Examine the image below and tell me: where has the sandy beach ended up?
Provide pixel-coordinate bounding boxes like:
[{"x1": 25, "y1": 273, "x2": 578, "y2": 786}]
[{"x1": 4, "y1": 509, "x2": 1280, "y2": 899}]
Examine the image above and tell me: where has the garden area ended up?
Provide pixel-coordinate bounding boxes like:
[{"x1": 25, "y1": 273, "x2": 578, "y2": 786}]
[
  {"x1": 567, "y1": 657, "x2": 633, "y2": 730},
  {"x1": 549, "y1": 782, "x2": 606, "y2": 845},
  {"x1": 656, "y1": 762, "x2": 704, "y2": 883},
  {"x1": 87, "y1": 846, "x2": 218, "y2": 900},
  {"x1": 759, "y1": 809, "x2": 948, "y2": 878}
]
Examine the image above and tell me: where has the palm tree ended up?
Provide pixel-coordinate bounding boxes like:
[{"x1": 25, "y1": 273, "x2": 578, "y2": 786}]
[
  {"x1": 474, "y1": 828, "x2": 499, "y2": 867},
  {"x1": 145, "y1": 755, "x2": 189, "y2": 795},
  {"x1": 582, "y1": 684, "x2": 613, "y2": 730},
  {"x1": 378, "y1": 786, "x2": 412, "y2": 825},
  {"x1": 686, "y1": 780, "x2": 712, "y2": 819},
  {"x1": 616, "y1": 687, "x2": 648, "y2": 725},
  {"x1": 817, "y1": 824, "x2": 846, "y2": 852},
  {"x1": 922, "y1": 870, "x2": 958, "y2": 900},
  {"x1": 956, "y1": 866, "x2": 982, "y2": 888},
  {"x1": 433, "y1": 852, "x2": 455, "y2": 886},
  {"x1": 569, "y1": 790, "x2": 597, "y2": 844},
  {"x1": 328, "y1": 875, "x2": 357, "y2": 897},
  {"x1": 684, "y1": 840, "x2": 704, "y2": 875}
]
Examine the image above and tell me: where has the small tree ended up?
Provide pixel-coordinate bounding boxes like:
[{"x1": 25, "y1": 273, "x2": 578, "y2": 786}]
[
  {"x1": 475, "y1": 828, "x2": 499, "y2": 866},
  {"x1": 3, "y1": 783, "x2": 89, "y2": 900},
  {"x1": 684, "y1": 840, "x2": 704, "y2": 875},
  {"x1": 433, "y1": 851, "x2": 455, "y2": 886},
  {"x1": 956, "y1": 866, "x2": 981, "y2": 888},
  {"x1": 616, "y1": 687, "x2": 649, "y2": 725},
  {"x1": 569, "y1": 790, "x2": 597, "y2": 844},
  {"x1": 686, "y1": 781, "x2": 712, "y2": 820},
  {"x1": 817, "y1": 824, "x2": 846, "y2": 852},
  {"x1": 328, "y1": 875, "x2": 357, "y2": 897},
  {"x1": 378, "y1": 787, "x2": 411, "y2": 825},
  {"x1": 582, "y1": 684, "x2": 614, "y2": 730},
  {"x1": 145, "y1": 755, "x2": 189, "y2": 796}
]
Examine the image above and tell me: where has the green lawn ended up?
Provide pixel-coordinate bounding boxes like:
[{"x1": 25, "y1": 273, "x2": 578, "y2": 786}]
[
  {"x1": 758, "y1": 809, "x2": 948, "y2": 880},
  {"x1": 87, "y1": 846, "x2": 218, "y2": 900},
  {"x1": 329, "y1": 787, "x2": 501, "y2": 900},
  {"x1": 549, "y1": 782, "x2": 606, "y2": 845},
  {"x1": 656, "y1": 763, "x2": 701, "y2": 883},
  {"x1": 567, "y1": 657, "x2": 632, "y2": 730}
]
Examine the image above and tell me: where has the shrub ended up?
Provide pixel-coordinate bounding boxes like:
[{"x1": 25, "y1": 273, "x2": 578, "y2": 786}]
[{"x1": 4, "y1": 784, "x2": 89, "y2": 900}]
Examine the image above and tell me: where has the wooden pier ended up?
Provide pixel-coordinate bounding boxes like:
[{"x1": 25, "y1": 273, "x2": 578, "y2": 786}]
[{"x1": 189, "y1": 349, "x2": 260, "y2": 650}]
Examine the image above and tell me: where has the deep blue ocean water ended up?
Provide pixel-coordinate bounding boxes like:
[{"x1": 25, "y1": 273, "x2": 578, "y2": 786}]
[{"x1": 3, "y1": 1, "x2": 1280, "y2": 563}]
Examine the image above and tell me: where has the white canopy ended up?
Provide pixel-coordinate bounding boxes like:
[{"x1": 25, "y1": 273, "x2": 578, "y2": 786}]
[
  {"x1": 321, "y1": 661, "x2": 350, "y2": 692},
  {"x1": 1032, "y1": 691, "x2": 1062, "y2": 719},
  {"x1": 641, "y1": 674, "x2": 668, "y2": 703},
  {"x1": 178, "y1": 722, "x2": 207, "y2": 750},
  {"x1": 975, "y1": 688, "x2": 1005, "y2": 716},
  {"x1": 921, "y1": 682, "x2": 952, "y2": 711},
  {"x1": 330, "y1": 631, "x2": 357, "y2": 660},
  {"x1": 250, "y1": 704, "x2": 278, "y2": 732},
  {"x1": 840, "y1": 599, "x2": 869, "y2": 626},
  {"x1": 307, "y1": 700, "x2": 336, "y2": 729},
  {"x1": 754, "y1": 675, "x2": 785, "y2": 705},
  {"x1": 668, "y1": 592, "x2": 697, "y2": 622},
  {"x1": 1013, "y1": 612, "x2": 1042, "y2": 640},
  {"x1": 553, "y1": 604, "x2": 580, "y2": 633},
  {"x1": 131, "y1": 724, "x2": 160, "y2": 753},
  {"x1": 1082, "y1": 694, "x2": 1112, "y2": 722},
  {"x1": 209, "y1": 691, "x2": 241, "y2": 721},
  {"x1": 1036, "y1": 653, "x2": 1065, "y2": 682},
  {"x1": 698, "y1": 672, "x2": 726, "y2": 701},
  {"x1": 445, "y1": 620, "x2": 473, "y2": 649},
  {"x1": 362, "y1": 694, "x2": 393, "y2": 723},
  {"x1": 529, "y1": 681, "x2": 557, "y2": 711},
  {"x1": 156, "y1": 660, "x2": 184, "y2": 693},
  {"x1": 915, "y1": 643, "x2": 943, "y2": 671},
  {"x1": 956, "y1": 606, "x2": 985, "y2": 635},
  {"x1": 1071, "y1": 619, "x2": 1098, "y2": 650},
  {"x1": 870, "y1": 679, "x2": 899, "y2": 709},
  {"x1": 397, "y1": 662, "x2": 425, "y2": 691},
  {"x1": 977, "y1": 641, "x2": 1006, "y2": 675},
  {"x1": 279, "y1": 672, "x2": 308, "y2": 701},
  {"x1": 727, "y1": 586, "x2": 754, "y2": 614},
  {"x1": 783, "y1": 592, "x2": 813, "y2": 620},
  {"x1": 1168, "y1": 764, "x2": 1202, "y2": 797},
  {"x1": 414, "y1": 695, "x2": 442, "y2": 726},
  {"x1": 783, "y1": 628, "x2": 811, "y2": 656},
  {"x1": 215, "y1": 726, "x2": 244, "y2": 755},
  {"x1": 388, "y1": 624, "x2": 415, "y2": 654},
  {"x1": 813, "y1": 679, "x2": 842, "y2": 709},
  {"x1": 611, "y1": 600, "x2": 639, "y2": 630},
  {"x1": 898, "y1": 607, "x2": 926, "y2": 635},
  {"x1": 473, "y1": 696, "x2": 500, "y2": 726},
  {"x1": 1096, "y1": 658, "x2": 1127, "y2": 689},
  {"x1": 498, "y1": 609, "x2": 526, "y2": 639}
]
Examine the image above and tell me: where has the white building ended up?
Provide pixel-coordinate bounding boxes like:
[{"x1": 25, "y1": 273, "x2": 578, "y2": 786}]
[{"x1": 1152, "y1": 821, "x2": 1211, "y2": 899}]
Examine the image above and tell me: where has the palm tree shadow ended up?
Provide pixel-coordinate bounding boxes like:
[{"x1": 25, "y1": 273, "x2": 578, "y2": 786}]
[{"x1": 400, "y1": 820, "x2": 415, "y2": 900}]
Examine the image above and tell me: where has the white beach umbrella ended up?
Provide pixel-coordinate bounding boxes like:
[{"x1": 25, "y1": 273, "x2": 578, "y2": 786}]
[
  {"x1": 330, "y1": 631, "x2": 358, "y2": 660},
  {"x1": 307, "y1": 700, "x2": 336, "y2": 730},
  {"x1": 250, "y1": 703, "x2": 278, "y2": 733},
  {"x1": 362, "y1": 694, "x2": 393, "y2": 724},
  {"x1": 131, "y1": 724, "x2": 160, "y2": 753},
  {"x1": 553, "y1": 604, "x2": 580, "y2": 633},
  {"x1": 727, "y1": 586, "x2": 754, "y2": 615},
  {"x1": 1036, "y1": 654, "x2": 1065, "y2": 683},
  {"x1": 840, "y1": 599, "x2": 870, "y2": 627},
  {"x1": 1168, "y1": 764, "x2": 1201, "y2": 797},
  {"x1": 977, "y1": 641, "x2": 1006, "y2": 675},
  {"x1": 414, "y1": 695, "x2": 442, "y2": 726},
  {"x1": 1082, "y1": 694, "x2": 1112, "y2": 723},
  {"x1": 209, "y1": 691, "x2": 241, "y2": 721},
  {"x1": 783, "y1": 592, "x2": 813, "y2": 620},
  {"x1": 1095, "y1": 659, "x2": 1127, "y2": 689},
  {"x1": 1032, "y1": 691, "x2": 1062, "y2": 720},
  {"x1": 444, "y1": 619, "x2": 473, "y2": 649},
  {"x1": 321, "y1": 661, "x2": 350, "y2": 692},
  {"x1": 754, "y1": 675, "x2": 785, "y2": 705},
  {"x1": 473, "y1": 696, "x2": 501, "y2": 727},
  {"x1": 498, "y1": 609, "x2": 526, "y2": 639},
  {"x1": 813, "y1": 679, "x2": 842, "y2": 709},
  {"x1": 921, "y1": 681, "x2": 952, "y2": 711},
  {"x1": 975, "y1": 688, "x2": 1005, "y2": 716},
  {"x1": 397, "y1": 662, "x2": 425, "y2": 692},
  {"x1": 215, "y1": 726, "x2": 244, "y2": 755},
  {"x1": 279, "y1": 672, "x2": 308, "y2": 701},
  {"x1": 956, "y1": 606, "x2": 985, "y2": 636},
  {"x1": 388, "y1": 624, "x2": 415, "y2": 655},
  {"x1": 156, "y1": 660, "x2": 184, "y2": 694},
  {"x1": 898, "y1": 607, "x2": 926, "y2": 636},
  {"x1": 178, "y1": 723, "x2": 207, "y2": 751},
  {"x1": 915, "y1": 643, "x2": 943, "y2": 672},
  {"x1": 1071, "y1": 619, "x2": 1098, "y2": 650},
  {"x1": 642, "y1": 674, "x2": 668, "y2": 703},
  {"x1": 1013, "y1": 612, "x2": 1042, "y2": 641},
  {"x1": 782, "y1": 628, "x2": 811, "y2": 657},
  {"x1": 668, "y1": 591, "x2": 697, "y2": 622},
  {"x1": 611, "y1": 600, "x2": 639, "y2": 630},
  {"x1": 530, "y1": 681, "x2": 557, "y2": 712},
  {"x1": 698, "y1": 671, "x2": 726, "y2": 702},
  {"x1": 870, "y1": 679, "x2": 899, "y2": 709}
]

- - -

» YOUR ASSIGNMENT:
Exactly how many lines in the listing above contain the word "white"? Only the number should be given.

» EXERCISE RESULT:
3